→ **DOCUMENT TEXT**:

Public-land hunting is nothing to scoff at in the Sunshine State. One of the biggest deer in state history came off a wildlife management area in 1999. Scoring 204-plus points, the non-typical in velvet was taken at Green Swamp WMA West Unit. Green Swamp is located in Pasco County, in the state’s central region, and offers a good chance for a trophy whitetail due to the fact that it has been open for hunting for only two years.

“We have special opportunity hunts on four WMAs throughout the season, with a restriction of four points on at least one side for each hunt,” says Florida deer biologist John Morgan. “These hunts are new to us, so we’re going slowly to see if the populations will hold up, and what will transpire.” Hunters must apply and be chosen in a lottery in order to participate.

Due to lack of good nutrition despite abundant cover, the average whitetail will weigh about 120 pounds. Denser populations can be found in the Panhandle counties of Escambia, Leon, Tallahassee and Santa Rosa. Habitat is better along the Apalachicola River basin flowing from southern Georgia and in bottomlands along the Escambia and Perdido rivers coming from southern Alabama. The drought that has gripped Florida in the last few years doesn’t seem to have affected the deer herd. About 120,000 deer were taken last season, an increase Morgan believes is due to better survey information from hunters.

→ **RECORD EXTRACTS**:
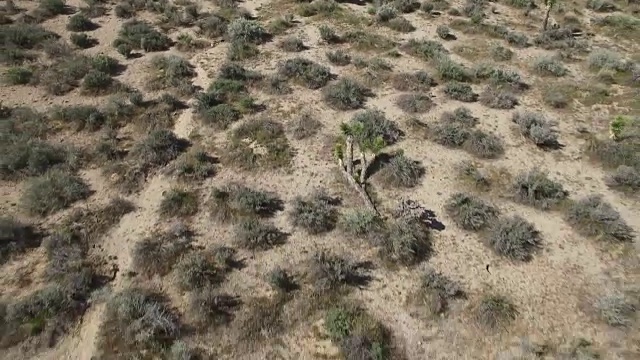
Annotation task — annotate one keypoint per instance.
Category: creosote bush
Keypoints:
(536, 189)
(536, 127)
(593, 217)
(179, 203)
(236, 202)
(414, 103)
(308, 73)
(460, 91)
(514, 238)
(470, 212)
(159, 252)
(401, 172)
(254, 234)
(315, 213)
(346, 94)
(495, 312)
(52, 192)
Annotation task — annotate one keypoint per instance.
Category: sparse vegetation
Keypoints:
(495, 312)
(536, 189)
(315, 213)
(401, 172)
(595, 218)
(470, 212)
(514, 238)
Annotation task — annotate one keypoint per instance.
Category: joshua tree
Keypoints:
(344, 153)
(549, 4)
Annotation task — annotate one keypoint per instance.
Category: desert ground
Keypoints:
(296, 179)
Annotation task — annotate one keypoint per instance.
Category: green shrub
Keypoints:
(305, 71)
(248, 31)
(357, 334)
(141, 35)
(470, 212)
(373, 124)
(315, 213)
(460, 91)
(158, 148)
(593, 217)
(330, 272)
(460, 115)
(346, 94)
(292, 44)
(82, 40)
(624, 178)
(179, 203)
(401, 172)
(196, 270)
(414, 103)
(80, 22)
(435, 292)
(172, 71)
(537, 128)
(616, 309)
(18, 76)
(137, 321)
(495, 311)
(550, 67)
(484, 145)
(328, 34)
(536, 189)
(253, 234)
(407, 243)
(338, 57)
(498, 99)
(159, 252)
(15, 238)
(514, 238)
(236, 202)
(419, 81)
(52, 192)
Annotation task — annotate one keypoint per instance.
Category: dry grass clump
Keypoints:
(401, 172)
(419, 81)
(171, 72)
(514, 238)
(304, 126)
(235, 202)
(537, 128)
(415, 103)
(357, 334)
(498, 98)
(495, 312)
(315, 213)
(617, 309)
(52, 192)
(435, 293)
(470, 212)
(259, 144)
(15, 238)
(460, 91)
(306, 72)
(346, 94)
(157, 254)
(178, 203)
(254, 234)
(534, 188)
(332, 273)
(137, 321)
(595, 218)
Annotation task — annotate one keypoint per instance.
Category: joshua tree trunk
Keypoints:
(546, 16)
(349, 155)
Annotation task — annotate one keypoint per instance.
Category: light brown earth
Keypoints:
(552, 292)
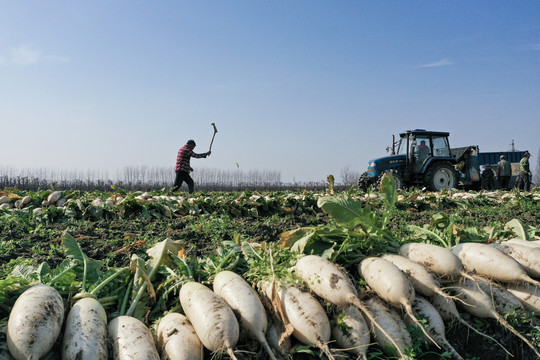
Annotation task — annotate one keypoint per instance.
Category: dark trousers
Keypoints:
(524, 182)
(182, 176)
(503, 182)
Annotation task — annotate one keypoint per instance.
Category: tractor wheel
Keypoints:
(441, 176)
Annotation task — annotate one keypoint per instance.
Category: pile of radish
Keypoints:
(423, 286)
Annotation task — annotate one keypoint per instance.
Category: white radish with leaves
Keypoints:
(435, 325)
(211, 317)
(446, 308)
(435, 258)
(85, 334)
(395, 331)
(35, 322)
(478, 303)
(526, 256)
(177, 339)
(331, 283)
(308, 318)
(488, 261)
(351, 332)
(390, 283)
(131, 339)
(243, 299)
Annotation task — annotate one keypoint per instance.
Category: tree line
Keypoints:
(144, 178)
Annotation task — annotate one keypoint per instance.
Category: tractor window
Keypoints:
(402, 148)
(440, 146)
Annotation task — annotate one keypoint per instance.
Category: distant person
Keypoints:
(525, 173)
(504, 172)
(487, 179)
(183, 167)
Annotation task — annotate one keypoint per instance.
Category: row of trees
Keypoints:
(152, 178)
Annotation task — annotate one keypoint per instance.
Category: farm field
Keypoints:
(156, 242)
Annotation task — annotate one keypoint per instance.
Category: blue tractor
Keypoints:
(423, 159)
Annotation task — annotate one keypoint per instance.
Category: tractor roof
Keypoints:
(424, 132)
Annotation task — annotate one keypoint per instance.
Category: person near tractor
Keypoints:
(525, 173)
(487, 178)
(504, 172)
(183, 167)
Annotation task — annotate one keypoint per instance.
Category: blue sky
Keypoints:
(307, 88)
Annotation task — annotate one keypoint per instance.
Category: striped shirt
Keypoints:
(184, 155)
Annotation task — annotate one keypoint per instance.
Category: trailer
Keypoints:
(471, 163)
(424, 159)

* * *

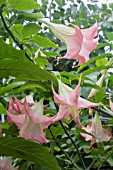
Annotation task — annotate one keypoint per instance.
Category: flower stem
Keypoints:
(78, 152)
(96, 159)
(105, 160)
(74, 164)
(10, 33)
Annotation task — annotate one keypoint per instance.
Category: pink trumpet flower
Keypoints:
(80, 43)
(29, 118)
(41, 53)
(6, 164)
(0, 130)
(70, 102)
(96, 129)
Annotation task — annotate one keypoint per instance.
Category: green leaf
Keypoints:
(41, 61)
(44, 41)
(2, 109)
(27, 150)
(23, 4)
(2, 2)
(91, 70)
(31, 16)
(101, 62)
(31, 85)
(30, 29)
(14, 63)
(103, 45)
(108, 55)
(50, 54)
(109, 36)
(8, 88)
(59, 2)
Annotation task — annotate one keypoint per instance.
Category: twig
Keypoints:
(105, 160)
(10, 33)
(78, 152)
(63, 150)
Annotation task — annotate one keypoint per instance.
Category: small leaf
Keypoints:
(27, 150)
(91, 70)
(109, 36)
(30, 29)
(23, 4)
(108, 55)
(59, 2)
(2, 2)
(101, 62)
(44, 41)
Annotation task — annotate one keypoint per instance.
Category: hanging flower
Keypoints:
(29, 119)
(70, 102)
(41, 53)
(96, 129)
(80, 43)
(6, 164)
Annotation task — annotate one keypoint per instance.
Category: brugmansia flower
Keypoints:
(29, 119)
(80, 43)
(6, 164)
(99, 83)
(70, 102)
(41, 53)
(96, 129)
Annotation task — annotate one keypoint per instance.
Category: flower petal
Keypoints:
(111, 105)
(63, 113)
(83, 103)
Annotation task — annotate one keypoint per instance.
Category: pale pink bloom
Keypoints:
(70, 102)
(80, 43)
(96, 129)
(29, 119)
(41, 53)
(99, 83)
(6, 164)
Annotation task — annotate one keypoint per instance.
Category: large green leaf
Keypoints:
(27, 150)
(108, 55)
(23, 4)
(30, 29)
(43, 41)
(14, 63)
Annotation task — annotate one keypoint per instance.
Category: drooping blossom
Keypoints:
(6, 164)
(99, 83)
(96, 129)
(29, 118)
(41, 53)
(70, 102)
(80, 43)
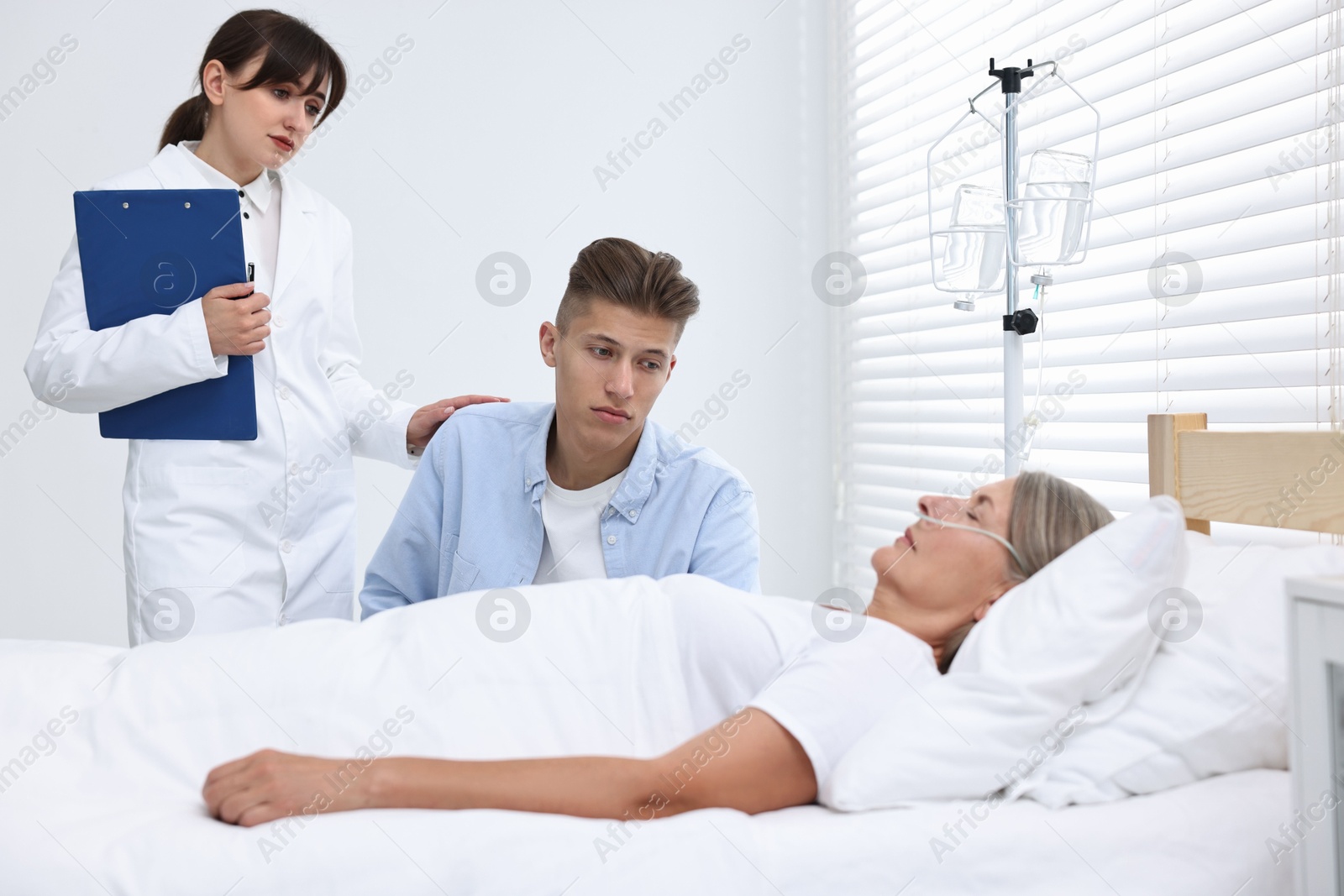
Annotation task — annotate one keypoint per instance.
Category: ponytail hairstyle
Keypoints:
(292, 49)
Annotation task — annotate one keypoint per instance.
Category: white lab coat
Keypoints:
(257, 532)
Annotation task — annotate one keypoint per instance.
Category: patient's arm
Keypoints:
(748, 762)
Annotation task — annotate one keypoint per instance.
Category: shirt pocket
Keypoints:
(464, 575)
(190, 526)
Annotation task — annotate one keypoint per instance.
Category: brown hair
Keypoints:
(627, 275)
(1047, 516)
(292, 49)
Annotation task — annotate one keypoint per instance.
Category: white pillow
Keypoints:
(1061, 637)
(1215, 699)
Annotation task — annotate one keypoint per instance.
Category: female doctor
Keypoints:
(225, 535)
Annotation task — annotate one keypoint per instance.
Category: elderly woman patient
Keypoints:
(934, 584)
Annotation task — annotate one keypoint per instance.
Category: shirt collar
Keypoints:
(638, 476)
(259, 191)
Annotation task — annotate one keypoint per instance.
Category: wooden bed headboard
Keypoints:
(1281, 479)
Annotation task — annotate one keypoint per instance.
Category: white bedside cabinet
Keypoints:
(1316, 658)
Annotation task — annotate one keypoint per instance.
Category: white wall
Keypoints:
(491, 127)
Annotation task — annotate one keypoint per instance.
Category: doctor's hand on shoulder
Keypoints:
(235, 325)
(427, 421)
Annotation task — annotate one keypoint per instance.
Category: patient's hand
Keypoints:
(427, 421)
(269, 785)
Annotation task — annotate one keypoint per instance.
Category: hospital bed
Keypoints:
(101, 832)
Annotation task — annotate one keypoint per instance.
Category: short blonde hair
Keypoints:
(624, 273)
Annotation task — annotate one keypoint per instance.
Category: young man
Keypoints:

---

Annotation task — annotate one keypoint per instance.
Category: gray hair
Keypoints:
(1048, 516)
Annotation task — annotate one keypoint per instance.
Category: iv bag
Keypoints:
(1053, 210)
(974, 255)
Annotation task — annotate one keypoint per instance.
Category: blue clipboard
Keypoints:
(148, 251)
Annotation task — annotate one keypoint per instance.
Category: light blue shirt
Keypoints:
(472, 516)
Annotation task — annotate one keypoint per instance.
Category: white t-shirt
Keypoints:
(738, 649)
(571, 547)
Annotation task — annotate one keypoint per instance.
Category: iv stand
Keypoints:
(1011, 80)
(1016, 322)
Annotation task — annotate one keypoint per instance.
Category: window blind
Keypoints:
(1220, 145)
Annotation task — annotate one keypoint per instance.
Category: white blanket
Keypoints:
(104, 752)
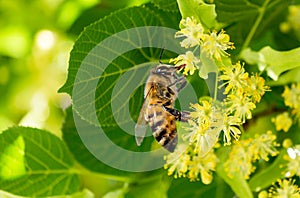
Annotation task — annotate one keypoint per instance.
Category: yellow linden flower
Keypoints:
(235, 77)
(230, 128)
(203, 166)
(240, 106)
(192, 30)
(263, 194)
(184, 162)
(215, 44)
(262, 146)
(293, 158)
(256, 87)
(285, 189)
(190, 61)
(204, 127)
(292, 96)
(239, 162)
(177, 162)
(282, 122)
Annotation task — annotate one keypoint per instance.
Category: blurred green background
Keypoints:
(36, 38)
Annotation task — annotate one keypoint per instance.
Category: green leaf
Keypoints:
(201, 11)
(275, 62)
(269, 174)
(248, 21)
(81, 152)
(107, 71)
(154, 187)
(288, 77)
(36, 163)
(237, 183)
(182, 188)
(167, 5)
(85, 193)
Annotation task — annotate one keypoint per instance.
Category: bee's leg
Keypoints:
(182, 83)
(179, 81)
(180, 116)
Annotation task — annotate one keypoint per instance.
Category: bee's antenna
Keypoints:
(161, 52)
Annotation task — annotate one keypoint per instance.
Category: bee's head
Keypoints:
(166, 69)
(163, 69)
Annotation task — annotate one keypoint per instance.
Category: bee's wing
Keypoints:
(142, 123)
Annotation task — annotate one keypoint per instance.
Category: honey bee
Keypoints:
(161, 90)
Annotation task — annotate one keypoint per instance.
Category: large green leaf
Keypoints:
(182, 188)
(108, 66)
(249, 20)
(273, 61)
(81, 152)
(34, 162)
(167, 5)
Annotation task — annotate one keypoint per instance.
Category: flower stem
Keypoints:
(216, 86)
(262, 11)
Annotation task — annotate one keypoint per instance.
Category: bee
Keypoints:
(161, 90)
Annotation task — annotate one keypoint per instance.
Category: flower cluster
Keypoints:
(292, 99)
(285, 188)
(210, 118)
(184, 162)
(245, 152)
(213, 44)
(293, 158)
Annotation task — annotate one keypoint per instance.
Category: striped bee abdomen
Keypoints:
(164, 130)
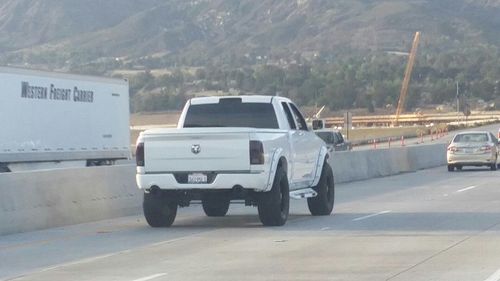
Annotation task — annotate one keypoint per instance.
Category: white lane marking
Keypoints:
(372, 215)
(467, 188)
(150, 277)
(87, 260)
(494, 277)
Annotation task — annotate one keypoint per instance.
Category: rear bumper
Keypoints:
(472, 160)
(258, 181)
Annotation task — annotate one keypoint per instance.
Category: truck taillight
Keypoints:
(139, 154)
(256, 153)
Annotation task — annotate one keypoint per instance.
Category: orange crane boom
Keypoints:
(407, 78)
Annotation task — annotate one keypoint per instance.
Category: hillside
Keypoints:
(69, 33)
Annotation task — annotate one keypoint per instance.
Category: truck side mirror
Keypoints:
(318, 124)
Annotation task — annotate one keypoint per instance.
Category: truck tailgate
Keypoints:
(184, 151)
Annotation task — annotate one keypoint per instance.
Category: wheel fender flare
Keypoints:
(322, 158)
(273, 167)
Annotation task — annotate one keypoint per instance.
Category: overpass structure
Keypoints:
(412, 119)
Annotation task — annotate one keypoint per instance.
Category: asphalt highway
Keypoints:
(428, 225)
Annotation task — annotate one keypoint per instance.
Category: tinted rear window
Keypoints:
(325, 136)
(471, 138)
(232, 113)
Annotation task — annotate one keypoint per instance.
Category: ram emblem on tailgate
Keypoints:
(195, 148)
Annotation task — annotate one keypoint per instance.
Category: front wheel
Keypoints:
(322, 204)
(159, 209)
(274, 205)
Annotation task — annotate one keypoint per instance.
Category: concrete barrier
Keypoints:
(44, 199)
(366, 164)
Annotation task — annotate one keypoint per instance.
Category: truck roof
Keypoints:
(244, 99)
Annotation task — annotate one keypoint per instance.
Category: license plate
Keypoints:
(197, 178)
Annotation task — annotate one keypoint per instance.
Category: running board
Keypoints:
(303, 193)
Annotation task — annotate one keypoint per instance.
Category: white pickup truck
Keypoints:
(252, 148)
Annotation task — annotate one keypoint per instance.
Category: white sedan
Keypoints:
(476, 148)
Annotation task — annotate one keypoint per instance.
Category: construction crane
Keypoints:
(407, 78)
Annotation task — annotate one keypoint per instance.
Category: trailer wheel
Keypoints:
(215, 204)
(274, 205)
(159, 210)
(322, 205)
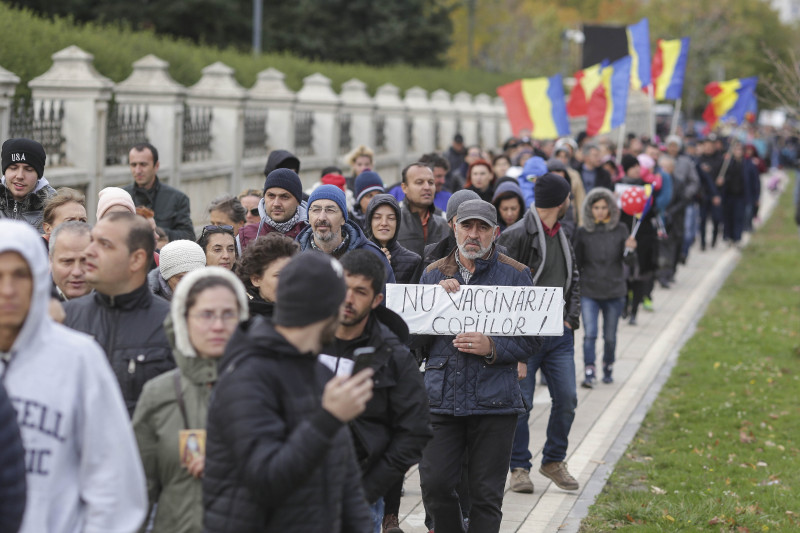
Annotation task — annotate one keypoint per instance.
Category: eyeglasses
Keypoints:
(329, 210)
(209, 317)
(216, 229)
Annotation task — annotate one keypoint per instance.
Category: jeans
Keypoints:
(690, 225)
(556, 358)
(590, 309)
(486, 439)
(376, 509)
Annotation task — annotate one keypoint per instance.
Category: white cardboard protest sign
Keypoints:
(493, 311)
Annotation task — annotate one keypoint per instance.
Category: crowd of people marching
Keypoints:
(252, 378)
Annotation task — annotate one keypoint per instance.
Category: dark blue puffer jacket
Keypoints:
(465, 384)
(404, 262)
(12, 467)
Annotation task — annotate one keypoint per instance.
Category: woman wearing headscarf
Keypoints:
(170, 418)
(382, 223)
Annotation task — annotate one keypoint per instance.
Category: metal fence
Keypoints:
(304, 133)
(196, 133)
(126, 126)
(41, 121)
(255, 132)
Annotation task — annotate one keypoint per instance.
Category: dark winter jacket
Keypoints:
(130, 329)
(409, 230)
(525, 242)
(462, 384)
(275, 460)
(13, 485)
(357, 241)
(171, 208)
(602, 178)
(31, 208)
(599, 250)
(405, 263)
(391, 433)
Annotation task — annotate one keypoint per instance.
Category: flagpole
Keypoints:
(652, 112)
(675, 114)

→ **WORK ORDER 1**:
Decide whether each statement agrees with the Florida deer hunting text, answering yes or no and quoting the deciding words from the text.
(a) The non-typical deer taken at Green Swamp WMA West Unit was in velvet.
(b) The special opportunity hunts are held on six WMAs.
(c) Hunters must be chosen in a lottery to take part in these hunts.
→ **WORK ORDER 2**: Return, word for word, the part of the Florida deer hunting text between "Due to lack" and "information from hunters.", inclusive.

→ **YOUR SOLUTION 1**:
(a) Yes: "the non-typical in velvet was taken at Green Swamp WMA West Unit"
(b) No: "We have special opportunity hunts on four WMAs throughout the season"
(c) Yes: "Hunters must apply and be chosen in a lottery in order to participate."

→ **YOUR SOLUTION 2**:
Due to lack of good nutrition despite abundant cover, the average whitetail will weigh about 120 pounds. Denser populations can be found in the Panhandle counties of Escambia, Leon, Tallahassee and Santa Rosa. Habitat is better along the Apalachicola River basin flowing from southern Georgia and in bottomlands along the Escambia and Perdido rivers coming from southern Alabama. The drought that has gripped Florida in the last few years doesn’t seem to have affected the deer herd. About 120,000 deer were taken last season, an increase Morgan believes is due to better survey information from hunters.